TASK :: Return, word for word, the passage of the text on parenting a college freshman that runs from "It is important" up to and including "us as well.".

PAGE TEXT ::
As your child heads off to college, you are probably experiencing many emotions.  That is only natural.  It means that you recognize the enormity of the step that your child is taking.  Remember how it felt when he headed to kindergarten, or got behind the wheel of the car for the first time?  In many ways, this new phase is similar.

It is important to remember that this is a new stage for you as well as for your student.  As the parent of a college freshman, your role is changing in significant ways.  We’re often so busy focusing on our student that we forget that this is a transition for us as well.

Your coaching role

If your student is going to be living away from home, you know that your home-life will be different – more food, less laundry, more quiet, fewer dirty dishes.  You’ll no longer be in the middle of it all with the action swirling around you.

So you now have a choice.  You can feel lost and useless, or you can embrace your new role – as coach.  Like any good coach, there comes a time to step back and observe the results of your hard work.

STORED DATA ::
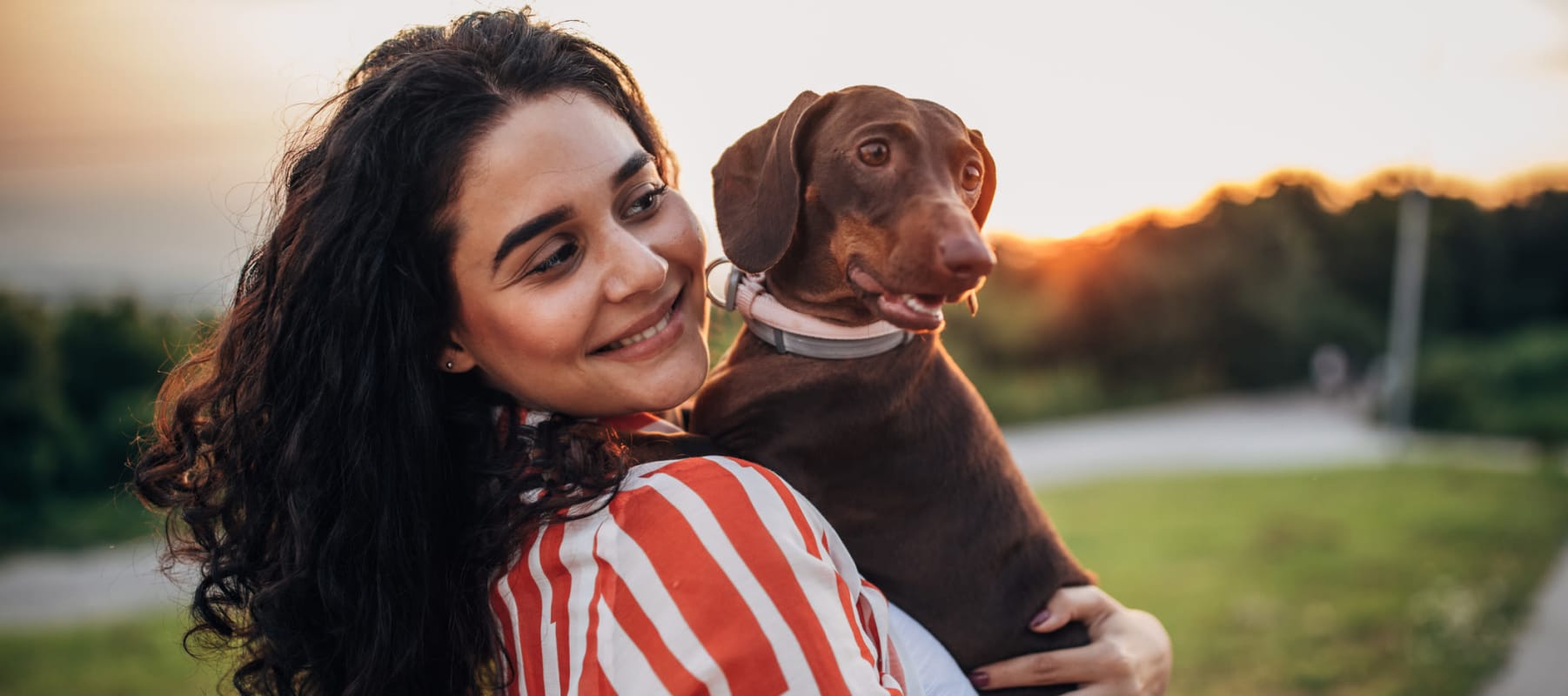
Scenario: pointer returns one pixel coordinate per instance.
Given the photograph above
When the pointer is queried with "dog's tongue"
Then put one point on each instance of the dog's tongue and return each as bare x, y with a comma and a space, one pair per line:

REPLY TO THE EXERCISE ::
It is important to remember that this is a new stage for you as well as for your student.  As the parent of a college freshman, your role is changing in significant ways.  We’re often so busy focusing on our student that we forget that this is a transition for us as well.